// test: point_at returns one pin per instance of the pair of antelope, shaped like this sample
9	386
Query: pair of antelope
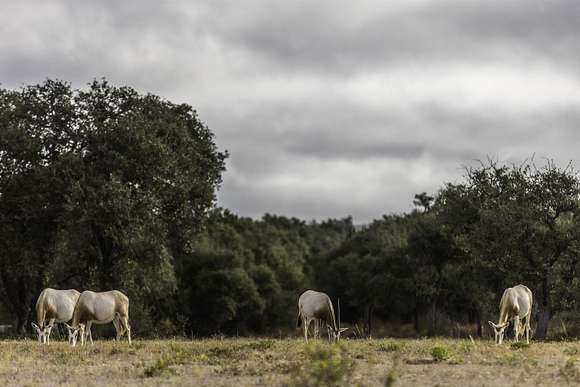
516	304
84	309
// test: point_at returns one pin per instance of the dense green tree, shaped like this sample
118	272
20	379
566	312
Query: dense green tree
99	188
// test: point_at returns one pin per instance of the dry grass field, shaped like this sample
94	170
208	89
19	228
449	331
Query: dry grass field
259	361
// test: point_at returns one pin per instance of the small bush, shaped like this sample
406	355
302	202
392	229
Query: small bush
158	368
439	353
519	345
389	347
324	366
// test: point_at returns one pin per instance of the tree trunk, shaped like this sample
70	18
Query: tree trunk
369	322
545	311
478	322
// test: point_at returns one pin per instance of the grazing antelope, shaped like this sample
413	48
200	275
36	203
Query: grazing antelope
516	305
53	306
99	308
317	307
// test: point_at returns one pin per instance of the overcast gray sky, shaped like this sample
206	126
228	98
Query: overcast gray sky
328	108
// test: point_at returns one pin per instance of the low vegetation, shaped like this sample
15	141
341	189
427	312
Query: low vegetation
288	362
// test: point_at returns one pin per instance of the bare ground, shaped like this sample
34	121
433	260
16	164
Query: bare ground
266	362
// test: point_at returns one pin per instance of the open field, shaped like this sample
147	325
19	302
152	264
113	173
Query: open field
260	361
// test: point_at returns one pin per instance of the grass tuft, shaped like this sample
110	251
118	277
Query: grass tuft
519	345
440	353
325	365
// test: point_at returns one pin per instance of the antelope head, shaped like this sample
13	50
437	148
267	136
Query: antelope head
73	333
43	333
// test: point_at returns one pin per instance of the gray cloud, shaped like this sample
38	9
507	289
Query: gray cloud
329	108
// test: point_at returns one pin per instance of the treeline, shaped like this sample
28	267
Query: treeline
107	188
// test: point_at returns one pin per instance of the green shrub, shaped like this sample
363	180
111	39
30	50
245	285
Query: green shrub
440	353
325	365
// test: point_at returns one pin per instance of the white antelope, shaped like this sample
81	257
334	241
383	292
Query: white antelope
516	305
317	307
99	308
53	306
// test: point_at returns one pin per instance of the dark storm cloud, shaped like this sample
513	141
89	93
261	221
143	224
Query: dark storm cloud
328	108
330	39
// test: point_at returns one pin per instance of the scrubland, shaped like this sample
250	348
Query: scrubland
290	362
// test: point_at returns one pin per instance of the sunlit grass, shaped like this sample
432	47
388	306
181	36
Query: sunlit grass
266	361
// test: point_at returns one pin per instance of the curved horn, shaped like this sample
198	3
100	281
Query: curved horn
339	313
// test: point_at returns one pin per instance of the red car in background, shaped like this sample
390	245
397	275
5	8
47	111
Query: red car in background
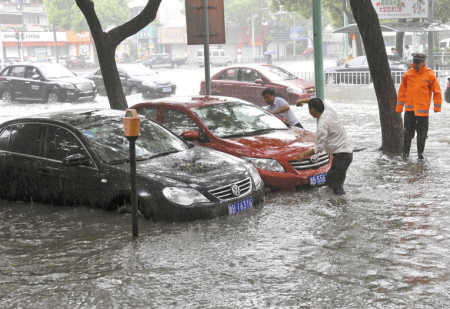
247	82
246	131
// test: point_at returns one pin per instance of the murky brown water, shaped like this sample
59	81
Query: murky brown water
383	245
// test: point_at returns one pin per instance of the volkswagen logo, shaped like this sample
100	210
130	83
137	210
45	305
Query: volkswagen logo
235	190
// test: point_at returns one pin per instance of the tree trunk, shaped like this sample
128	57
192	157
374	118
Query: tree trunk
391	121
399	43
56	45
106	44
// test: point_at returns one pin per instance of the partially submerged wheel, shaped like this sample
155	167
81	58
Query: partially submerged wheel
52	97
134	90
7	96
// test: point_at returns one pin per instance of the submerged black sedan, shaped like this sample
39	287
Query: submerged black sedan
82	158
136	78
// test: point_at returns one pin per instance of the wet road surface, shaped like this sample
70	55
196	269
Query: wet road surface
383	245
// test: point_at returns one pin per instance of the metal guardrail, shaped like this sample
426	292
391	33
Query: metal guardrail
363	77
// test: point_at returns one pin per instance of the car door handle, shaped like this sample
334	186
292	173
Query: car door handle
44	172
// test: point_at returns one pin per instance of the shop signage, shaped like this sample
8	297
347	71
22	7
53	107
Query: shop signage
170	35
394	9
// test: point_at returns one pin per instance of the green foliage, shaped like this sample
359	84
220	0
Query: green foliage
441	10
59	12
66	14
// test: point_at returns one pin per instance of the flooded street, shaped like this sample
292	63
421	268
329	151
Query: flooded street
383	245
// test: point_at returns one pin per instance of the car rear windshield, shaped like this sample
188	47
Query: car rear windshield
107	138
277	73
238	119
55	71
137	70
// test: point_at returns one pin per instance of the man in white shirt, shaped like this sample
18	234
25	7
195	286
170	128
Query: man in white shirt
279	107
331	138
407	55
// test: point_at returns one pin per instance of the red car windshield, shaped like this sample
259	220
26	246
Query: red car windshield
276	73
235	119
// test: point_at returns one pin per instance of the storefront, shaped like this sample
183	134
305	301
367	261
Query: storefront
34	44
145	41
173	40
79	43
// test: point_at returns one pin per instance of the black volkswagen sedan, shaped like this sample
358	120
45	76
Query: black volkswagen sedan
82	158
136	78
43	82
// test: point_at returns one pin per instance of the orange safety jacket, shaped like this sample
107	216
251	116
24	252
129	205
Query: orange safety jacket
415	92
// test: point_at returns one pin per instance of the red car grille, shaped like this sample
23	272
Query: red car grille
307	164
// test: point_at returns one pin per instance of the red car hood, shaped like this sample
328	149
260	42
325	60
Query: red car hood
271	145
296	83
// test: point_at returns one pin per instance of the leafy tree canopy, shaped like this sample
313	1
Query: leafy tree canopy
66	14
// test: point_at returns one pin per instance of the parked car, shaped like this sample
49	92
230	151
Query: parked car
356	71
247	82
81	158
163	60
44	82
124	58
136	78
245	131
217	56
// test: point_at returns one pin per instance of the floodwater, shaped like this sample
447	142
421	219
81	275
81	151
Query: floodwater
383	245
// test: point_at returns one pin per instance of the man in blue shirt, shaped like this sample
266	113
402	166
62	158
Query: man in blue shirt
279	107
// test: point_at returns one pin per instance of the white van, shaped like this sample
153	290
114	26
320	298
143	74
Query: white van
445	43
216	57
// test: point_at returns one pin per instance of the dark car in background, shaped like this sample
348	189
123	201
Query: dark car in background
43	82
245	131
247	82
74	62
356	71
124	58
163	60
136	78
81	158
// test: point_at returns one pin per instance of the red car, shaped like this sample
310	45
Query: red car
246	131
247	82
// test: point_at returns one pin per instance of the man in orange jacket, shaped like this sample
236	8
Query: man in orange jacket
418	84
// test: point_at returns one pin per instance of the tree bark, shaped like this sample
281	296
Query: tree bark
391	121
107	42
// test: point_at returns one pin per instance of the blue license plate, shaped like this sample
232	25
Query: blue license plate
240	206
318	179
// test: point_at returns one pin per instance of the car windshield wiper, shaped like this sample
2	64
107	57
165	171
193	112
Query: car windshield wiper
118	161
163	153
257	132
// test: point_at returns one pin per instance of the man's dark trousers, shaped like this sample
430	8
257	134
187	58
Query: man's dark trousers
338	171
413	123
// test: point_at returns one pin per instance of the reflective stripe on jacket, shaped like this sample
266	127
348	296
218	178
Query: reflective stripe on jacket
415	92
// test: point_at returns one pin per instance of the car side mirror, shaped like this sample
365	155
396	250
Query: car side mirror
75	160
191	136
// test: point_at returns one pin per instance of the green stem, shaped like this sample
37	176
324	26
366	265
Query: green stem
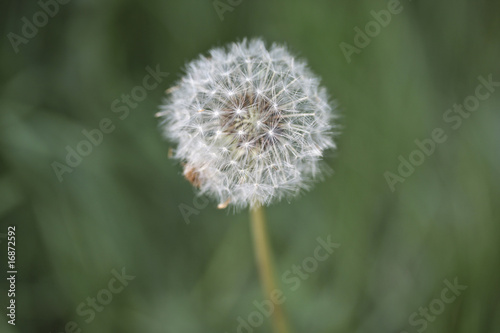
265	266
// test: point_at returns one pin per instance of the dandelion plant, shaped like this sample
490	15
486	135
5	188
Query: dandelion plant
251	124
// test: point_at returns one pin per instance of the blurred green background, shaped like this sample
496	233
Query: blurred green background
119	208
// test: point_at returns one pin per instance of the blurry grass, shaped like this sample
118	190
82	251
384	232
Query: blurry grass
119	208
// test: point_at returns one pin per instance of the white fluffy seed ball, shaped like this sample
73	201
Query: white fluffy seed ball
251	124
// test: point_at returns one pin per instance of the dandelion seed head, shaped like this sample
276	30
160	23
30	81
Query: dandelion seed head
251	124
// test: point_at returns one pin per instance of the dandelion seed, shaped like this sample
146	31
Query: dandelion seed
251	124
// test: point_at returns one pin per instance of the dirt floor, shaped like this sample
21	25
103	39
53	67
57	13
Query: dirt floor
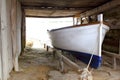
38	64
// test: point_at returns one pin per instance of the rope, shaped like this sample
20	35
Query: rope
92	52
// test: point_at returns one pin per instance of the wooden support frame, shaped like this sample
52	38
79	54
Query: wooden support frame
114	57
66	60
119	46
23	32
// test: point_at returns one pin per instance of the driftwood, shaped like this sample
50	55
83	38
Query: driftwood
114	57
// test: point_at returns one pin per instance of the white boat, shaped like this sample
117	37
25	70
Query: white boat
81	41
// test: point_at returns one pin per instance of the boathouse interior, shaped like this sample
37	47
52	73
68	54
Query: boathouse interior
13	25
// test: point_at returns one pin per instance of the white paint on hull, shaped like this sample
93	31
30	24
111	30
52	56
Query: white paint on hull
81	39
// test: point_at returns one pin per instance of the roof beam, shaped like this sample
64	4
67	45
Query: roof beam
100	9
54	8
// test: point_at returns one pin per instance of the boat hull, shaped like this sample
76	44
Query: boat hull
80	41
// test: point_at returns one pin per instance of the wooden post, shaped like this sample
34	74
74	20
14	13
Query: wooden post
114	63
67	61
73	21
0	47
23	32
14	33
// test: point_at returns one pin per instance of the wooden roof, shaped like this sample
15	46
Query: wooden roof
59	8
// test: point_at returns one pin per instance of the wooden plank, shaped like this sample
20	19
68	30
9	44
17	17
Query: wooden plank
119	46
0	46
114	63
14	33
100	9
111	54
23	32
4	26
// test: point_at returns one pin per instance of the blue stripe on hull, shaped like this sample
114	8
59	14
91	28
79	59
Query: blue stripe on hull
85	57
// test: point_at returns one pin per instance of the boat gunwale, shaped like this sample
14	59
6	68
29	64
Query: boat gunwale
81	25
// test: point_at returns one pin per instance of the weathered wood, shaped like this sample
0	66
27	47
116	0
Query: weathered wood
114	57
114	63
111	54
100	9
119	46
4	26
0	46
23	32
14	33
68	61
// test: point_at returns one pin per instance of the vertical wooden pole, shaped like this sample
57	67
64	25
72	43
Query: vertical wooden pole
119	46
23	32
100	18
14	34
4	27
0	46
114	63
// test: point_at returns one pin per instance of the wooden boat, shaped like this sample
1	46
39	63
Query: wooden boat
82	41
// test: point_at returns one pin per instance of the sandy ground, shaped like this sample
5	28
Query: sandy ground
38	64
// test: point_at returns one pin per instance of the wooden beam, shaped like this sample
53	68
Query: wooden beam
0	47
119	46
23	32
111	54
67	61
102	8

--------------------

• _What is asked_: Starting at the line that contains "pole, shaped like this sample", print every line through the end of the listing, word for word. Leave out all the rest.

• _Complete output_:
// test: point_at returns one pin per instance of the vertical wooden pole, shaped like this sample
57	67
64	25
72	43
Query: vertical wooden pole
119	46
23	32
100	18
14	34
4	27
0	46
114	63
// test: point_at returns one pin per instance of the wooden boat, shaped like this sample
1	46
39	63
Query: wooden boat
82	41
// test: point_at returns one pin per instance of the sandy ground, shaped like this sample
5	28
Query: sandy ground
38	64
// test: point_at returns one pin per instance of the wooden beam, shaped like this sample
53	68
Query: wooden beam
0	47
119	46
23	32
111	54
67	61
102	8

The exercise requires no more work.